§ Work instruction:
Give back the entries exactly, ending with the "FIND: rocky outcrop" line.

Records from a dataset
------------------------------------

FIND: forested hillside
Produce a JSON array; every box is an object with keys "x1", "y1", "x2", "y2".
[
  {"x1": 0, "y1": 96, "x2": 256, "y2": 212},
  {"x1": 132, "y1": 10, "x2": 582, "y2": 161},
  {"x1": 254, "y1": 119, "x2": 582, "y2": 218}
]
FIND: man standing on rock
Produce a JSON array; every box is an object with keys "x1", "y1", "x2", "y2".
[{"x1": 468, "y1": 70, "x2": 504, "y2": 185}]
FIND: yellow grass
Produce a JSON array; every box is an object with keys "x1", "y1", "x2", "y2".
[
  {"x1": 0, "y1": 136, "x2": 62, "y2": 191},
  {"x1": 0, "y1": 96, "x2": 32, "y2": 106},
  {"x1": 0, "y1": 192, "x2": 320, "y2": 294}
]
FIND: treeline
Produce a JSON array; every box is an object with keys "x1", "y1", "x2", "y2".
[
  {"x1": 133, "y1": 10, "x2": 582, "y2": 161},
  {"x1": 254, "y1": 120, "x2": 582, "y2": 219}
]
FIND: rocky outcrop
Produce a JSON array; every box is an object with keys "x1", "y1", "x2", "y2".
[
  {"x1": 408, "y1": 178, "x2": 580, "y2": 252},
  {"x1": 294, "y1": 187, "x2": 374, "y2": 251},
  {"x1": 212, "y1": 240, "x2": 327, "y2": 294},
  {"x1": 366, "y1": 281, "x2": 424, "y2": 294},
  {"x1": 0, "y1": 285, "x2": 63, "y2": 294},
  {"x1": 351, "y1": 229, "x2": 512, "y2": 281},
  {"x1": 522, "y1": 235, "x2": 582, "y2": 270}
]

------------------------------------

§ Exercise solution:
FIND: forested hillside
Produce a JSON array; every box is an object with keys "x1", "y1", "x2", "y2".
[
  {"x1": 0, "y1": 96, "x2": 256, "y2": 212},
  {"x1": 132, "y1": 10, "x2": 582, "y2": 161},
  {"x1": 254, "y1": 119, "x2": 582, "y2": 218}
]
FIND: man standing on rock
Produce a JSON array; every box is an object with keys "x1", "y1", "x2", "y2".
[{"x1": 468, "y1": 70, "x2": 504, "y2": 185}]
FIND: yellow grass
Produce a JSON array; every box is an object with keys "x1", "y1", "x2", "y2".
[
  {"x1": 0, "y1": 136, "x2": 62, "y2": 191},
  {"x1": 0, "y1": 96, "x2": 32, "y2": 106},
  {"x1": 0, "y1": 192, "x2": 320, "y2": 294}
]
FIND: treeline
Produce a JSON array; every box is an object with keys "x1", "y1", "x2", "y2".
[
  {"x1": 133, "y1": 10, "x2": 582, "y2": 161},
  {"x1": 254, "y1": 120, "x2": 582, "y2": 219}
]
FIND: rocky outcrop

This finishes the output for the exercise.